• INSTRUCTIONS FOR THE TASK: Copy the rows below word for word, keeping every character and line unchanged.

══ DATA FOR THIS TASK ══

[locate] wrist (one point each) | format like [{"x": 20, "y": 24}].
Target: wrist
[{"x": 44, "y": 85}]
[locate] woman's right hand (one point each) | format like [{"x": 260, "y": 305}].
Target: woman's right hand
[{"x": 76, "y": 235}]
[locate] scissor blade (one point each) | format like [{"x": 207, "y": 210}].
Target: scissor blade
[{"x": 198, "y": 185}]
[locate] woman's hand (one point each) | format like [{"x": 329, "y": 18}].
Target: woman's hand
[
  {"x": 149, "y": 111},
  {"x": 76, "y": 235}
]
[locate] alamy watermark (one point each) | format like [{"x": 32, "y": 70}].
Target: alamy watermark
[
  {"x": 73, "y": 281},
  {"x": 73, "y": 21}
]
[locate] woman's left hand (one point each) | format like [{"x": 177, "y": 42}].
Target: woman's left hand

═══

• OUTPUT OF THE EXERCISE:
[locate] wrist (one point each) | format like [{"x": 20, "y": 24}].
Target: wrist
[{"x": 44, "y": 85}]
[locate] woman's right hand (one point each) | format like [{"x": 260, "y": 305}].
Target: woman's right hand
[{"x": 76, "y": 235}]
[locate] scissor blade (one point each) | format like [{"x": 207, "y": 210}].
Target: scissor blade
[{"x": 198, "y": 185}]
[locate] woman's hand (one point each) | format like [{"x": 329, "y": 18}].
Target: woman's hand
[
  {"x": 149, "y": 111},
  {"x": 76, "y": 235}
]
[locate] alamy watermark (one point each) | format like [{"x": 32, "y": 70}].
Target: alamy watermark
[
  {"x": 73, "y": 281},
  {"x": 73, "y": 21}
]
[locate] woman's left hand (one point each) | format like [{"x": 177, "y": 42}].
Target: woman's left hand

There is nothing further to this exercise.